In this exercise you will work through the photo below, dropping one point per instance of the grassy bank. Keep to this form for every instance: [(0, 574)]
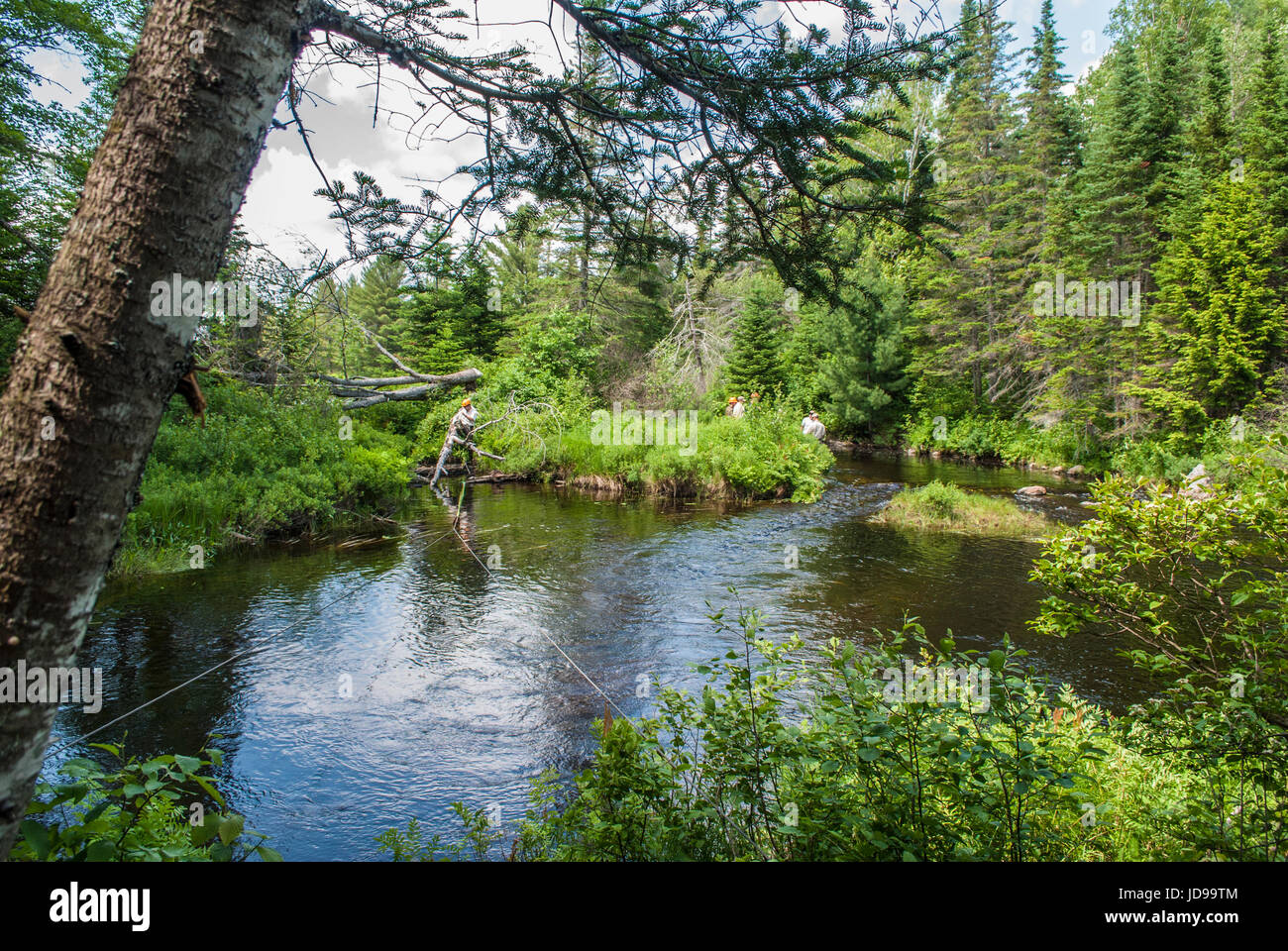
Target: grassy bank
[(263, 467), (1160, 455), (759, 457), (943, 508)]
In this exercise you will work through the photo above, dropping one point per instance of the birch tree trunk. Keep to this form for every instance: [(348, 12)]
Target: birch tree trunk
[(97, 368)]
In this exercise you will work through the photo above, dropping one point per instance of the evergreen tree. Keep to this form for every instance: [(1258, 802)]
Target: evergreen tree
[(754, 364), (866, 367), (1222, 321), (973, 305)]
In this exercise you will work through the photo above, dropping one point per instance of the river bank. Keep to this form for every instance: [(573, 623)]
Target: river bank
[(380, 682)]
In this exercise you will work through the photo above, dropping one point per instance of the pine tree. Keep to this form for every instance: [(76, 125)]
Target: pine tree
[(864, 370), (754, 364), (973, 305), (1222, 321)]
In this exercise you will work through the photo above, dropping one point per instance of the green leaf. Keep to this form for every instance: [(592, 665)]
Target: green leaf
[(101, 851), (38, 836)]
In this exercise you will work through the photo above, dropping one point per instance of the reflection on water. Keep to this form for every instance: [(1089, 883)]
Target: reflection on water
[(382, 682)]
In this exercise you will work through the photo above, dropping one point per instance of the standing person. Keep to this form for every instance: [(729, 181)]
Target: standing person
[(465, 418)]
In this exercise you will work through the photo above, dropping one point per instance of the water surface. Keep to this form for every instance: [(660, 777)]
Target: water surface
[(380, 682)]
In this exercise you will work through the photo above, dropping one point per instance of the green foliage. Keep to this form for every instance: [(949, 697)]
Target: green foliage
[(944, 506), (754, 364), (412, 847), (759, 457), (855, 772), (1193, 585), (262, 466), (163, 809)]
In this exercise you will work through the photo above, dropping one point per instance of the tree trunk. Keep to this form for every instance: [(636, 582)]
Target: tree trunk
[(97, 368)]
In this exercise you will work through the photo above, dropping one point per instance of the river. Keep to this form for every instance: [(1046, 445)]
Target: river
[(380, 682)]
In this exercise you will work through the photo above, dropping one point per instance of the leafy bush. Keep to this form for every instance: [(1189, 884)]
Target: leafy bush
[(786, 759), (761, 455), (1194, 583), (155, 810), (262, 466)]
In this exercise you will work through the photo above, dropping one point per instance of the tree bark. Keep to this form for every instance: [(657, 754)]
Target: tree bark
──────
▸ REQUIRED TASK
Working from the material above, transcribe it exactly while omitting pictures.

▸ RESPONSE TO THIS TASK
In this exercise you will work through the photo below, dropping one point per instance of the grassy bank. Keep to this form for every instance: [(0, 574)]
Target: grassy bank
[(263, 467), (1160, 455), (759, 457), (943, 508)]
In this exercise you will work through the photo above, dropping one point per instance of the birch tree trunk. Keep to this form for every instance: [(348, 12)]
Target: birch tree trunk
[(97, 368)]
In this exercise you will work through the photo above, dropping one point per instance of the evergreen tree. Keep to this form for every instance: [(1258, 802)]
Target: evergreen tree
[(754, 364), (866, 367), (1222, 321), (973, 305)]
In this exercise you will work through the photo above, dropping one point per instance of the river bank. Keep to this form for every instance: [(573, 623)]
Target: river bank
[(380, 682)]
In this exercise you will work through the photo above, dropping one point per instance of the pine tree. Keep to this form for every instance: [(76, 125)]
Target: pine tree
[(864, 370), (754, 364), (973, 305), (1222, 321)]
In this exercise you will work through the photo above, dropping one point per instance of the green leaf. Keep to this form for every instance: [(592, 665)]
Target: green leaf
[(101, 851), (38, 836)]
In this exercise you will work through the photo above, dropping one point per instance of the reflection on water. Keep to this form for every instance: [(1089, 883)]
Target: reflection on water
[(382, 682)]
In this exercise you will work through the photo above, dropping one point per instance of the standing person. Keep to this form for every instance: [(729, 181)]
Target: standing person
[(465, 418)]
In this exercise you will work through the photo above, dropping one point per instance of the water surface. Keep to this form for every instance: [(660, 777)]
Target: water surface
[(380, 682)]
In this exercise you will work through the photo above, dropping one point per instance of the green foliage. Keep to this form for every instance: [(949, 697)]
Target: green foliage
[(944, 506), (754, 364), (412, 847), (759, 457), (855, 772), (1193, 585), (262, 466), (163, 809)]
In this exercise you will work through the photo above, dropping one point per instance of the tree trunk. Keep to this form for every instance: [(636, 582)]
Target: tree trunk
[(97, 368)]
In this exercise you will work through the photo above, dropping one point per instance of the river. Keep to this form for every instance: [(1046, 445)]
Target: river
[(380, 682)]
In this exercise you will work through the photo above, dropping one point per instance of the leafy bush. Keep to this form for every instance: [(1189, 884)]
Target: leafy bush
[(786, 759), (761, 455), (1194, 583), (155, 810), (262, 466)]
In this exercise you will work through the photo above, dropping one point per instance of the tree bark. Keep to this form for every instance: [(657, 754)]
Target: tree bark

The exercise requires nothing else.